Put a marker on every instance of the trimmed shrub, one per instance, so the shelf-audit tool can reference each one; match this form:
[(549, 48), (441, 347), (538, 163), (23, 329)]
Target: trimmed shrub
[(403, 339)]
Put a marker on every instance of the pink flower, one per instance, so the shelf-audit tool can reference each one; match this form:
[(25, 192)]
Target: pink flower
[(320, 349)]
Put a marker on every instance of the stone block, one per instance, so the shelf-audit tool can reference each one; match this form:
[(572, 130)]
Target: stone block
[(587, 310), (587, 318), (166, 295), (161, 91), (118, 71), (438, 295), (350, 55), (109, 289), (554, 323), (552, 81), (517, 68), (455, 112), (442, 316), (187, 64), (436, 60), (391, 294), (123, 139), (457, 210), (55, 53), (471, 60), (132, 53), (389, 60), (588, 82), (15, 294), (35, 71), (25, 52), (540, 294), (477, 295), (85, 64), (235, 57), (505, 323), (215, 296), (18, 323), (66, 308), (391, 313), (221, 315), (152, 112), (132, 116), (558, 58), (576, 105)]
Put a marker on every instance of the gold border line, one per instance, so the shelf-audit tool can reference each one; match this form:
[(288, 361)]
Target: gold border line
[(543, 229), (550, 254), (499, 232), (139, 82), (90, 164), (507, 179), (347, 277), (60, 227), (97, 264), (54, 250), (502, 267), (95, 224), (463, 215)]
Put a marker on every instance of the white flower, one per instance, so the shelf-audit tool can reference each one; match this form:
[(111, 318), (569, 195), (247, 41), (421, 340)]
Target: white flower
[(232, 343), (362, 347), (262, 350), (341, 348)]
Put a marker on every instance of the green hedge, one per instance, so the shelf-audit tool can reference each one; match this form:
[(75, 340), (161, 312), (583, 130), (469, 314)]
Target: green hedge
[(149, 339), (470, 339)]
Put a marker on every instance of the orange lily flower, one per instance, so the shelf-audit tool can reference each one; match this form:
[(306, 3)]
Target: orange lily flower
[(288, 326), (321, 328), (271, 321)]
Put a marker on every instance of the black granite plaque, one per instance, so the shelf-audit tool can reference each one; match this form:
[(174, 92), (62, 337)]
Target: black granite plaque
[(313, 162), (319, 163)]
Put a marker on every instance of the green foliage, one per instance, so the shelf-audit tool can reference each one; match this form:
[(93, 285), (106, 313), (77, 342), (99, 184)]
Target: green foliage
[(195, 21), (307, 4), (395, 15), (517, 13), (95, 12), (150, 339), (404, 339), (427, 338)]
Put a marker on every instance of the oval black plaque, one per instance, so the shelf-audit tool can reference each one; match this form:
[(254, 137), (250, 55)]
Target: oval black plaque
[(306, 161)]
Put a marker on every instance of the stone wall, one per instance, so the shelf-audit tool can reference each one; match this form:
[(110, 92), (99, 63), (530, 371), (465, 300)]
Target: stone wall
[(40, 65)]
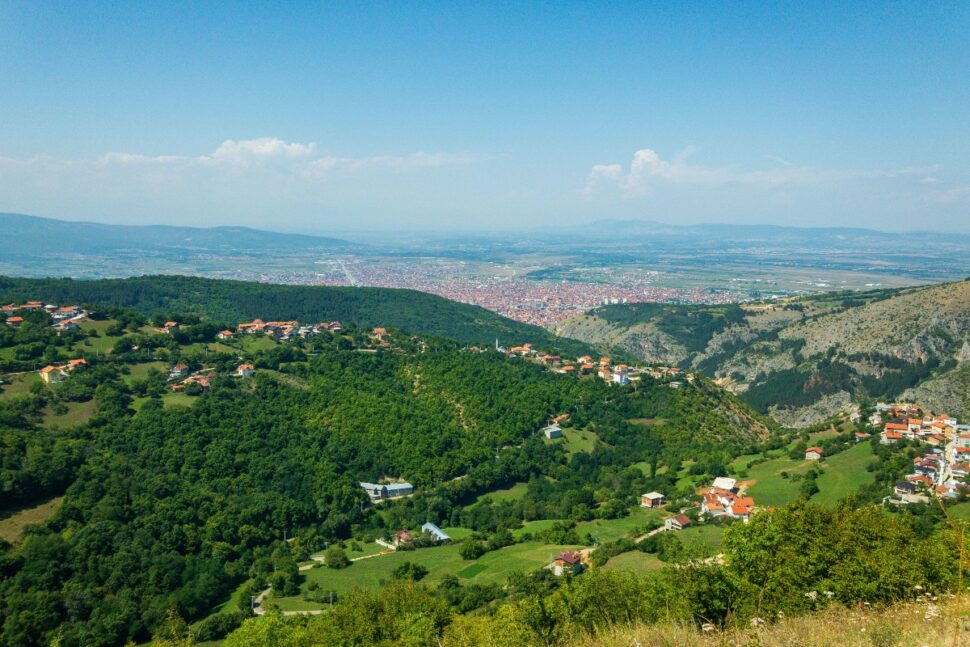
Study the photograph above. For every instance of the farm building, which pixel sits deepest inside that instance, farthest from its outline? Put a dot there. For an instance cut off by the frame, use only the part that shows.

══════════════════════════════

# [PROBLEM TO WORK ON]
Repeat the items starting at the line containing "Put a marker on every instance of the orange" and ending at the line containing "[(288, 326), (321, 328), (271, 321)]", both included, with every character unchanged.

# [COMPLETED TASK]
Put a marker on every instance of the orange lily flower, one per instance, so the shelf-audit tool can reference each one; match this form:
[(306, 3)]
Target: orange lily flower
[(288, 326), (321, 328), (271, 321)]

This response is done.